If a line in the records below contains "door", copy that line.

Extracted records Block Start

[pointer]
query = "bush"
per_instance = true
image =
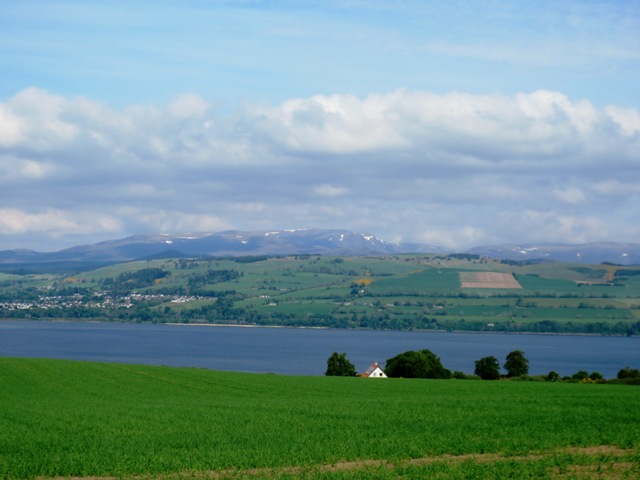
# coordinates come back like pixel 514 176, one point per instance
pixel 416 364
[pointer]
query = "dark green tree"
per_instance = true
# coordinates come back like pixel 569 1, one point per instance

Extracted records Block End
Extracted records Block Start

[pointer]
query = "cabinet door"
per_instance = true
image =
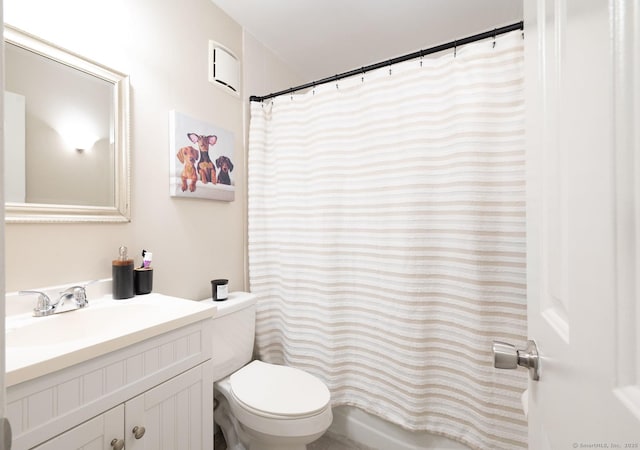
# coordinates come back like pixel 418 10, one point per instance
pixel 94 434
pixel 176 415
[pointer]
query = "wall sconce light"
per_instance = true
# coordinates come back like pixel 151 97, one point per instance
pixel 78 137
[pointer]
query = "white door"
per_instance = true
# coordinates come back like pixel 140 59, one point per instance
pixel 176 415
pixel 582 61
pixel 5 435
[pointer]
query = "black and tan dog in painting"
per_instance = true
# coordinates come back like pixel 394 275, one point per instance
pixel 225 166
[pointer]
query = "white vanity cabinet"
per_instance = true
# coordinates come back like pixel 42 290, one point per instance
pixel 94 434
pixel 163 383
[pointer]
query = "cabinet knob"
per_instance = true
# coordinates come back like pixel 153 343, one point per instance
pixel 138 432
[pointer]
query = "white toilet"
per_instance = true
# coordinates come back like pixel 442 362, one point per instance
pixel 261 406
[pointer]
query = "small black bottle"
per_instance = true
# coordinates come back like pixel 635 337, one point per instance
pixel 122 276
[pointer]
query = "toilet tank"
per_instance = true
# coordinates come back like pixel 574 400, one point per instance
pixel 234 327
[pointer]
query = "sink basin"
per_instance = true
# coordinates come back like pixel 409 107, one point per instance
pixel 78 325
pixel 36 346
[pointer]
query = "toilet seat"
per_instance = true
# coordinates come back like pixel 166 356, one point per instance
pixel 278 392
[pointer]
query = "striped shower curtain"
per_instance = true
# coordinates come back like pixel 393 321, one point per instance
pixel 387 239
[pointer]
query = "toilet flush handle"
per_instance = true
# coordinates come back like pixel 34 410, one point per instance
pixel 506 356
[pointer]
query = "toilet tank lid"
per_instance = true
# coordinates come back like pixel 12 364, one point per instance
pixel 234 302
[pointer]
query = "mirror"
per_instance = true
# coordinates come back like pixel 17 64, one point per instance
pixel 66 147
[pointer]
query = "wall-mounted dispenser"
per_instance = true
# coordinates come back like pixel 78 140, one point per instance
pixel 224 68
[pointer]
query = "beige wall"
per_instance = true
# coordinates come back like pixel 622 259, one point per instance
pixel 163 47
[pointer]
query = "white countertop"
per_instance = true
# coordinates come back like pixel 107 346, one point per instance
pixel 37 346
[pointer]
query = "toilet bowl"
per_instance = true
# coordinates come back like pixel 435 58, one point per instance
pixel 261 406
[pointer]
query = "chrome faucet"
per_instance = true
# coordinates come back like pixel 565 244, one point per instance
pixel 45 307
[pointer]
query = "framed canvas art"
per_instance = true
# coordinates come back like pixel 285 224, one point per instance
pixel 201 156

Extracted records Block End

• **Result of this task**
query = "cabinet door"
query = "white door"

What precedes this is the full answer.